Exercise instructions ->
Copy out the lines from the one containing "Objective — one marker on every instance of the white cloud" through the last line below, requests included, and shift each answer coordinate by adding 56 to both its x and y values. Leave the pictures out.

Excerpted data ->
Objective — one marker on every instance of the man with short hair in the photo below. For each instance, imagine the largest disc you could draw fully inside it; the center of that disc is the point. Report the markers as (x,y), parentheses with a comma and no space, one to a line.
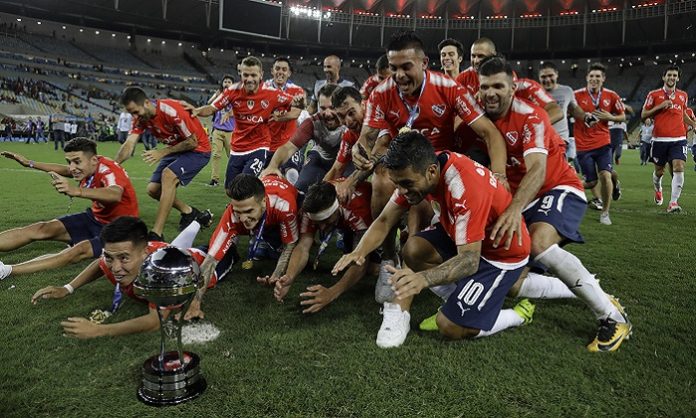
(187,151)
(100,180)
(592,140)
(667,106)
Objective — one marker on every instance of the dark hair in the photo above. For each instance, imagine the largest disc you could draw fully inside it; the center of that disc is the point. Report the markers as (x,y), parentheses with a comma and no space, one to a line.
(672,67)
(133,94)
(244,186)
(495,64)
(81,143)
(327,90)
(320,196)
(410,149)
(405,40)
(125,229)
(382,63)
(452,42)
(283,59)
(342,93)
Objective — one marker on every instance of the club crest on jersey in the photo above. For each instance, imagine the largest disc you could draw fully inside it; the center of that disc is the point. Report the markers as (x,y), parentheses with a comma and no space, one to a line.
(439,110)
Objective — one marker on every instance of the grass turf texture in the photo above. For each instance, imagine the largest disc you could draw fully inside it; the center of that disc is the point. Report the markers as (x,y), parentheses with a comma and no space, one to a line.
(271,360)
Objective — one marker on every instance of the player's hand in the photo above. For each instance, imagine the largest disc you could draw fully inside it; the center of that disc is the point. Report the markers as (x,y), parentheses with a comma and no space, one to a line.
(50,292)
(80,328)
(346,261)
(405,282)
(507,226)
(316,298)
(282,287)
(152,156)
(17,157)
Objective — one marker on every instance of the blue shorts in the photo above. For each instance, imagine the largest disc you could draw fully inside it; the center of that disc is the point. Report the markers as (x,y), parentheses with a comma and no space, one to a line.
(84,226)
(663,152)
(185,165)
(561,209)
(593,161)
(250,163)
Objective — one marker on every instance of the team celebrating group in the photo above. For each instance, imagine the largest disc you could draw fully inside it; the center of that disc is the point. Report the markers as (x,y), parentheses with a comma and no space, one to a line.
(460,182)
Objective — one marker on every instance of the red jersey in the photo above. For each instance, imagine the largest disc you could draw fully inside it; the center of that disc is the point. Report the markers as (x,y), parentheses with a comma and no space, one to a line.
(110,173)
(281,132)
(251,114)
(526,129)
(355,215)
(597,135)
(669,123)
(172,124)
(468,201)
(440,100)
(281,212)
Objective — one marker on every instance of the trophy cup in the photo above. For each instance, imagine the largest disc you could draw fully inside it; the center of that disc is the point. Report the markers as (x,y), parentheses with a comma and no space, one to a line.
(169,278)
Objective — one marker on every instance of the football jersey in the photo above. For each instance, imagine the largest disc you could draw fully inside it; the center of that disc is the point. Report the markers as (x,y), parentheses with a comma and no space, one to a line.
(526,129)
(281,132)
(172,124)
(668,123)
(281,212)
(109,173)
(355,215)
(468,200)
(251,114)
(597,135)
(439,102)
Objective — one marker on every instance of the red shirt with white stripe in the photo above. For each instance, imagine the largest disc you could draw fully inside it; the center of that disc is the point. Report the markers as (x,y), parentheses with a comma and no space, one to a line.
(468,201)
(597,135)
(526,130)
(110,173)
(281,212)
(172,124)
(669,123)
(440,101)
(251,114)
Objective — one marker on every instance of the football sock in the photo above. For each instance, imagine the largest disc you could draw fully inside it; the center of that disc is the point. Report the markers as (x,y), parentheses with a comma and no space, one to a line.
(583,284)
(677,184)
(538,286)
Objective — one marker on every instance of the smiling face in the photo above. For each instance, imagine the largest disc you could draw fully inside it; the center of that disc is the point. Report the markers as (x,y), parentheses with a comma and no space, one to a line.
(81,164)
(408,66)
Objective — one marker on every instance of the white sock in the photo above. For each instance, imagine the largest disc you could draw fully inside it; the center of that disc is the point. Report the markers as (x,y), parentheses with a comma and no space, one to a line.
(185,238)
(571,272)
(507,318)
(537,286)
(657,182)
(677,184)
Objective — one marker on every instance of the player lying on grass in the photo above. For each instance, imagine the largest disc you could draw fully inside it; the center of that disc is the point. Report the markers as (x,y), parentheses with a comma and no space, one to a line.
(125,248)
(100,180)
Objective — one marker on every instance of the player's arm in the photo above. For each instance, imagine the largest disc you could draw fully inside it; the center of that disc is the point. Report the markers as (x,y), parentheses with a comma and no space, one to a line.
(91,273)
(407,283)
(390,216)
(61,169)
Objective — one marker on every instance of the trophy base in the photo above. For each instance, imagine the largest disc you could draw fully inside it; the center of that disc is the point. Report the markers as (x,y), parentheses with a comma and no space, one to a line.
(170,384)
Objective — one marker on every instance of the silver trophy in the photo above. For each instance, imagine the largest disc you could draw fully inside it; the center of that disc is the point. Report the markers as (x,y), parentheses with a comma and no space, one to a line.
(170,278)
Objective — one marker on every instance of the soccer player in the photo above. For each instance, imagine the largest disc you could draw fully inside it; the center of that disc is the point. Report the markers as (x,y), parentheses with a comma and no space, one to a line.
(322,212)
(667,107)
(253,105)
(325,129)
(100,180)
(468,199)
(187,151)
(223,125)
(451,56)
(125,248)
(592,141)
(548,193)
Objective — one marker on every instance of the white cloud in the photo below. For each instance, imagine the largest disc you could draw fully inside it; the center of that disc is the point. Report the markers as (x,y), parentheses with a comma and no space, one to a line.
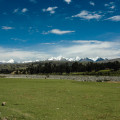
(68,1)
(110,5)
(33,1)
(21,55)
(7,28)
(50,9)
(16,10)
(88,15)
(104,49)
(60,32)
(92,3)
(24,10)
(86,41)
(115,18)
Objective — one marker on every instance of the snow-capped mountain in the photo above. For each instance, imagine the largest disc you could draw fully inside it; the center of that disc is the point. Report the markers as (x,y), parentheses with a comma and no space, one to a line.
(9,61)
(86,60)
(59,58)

Output of the exercise ->
Objective — one marker on every instance of the white cloud in the photo below. For each instance, imagine the largest disc you could draw fully inside it; the center of that disc is the point. Report the markers as (x,y), parentheses with a comma and no space, one to a line.
(124,57)
(166,61)
(89,57)
(77,111)
(63,84)
(106,65)
(72,66)
(144,71)
(160,105)
(116,88)
(148,59)
(80,66)
(142,97)
(171,74)
Objective — one marker on every instance of the snow-capped mountain in the photo above. For each instance, imagine the largest disc you could draw fully inside it; the center of that disc is the point. Report the markers as (x,y), parentheses with a comma and no space, one to a line.
(65,117)
(142,116)
(115,114)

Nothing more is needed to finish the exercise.